**HOW TO COMPLETE THIS TASK**
Give again every line from the one with "Each instance of the paved" through the last line of the data, exactly, and leave out the lines before it.
** Opening INPUT block **
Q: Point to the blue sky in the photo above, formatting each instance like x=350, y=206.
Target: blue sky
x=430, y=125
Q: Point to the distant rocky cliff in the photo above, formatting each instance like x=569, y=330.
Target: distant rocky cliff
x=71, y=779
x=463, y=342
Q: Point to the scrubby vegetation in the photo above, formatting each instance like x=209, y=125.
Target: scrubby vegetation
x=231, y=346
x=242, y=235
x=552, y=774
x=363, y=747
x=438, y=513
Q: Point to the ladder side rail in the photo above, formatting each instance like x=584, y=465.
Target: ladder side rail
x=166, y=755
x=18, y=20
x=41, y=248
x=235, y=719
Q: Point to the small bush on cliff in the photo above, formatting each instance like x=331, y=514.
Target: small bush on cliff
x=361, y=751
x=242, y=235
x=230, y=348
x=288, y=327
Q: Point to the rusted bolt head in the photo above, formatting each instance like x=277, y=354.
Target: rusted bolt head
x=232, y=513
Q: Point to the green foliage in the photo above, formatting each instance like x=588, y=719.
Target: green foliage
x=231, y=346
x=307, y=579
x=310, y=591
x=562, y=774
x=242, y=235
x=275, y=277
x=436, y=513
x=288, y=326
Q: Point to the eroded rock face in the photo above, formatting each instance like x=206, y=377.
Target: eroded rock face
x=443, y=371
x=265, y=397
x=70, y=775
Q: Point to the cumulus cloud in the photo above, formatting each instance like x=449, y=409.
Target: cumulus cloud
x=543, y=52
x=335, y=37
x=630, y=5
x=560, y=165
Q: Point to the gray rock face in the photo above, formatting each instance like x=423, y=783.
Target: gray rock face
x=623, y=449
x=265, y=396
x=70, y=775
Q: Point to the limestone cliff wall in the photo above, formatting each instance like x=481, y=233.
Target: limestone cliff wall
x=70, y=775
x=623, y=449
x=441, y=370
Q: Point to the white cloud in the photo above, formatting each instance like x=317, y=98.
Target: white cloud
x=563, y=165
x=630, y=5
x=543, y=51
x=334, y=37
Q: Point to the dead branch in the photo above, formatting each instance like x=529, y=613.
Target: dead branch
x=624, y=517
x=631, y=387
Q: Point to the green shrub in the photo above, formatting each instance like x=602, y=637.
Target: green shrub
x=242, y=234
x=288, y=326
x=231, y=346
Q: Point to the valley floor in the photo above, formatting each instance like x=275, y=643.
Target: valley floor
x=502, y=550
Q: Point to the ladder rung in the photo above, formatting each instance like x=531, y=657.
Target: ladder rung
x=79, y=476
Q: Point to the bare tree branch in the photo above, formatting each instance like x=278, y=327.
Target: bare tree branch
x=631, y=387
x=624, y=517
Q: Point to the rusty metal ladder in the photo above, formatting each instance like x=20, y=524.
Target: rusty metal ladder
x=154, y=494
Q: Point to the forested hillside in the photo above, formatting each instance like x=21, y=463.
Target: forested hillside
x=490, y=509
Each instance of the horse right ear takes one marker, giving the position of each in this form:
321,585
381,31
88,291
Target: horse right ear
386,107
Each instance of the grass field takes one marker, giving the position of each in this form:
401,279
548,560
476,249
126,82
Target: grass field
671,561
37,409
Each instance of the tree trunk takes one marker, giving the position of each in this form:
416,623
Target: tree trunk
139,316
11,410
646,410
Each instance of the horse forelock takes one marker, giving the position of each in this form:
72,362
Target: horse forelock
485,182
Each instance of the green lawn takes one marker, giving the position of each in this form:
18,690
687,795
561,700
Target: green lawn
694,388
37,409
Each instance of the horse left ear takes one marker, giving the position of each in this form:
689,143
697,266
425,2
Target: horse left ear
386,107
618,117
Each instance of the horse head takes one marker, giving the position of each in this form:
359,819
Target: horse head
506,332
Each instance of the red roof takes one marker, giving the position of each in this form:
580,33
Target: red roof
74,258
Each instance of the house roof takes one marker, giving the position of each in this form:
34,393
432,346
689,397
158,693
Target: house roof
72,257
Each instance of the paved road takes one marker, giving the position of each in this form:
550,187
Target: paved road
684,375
** Closing INPUT block **
**EXPECTED ANSWER**
Each instance of the paved road takes one marker, giving the position of each in this form:
550,187
Target: paved road
684,375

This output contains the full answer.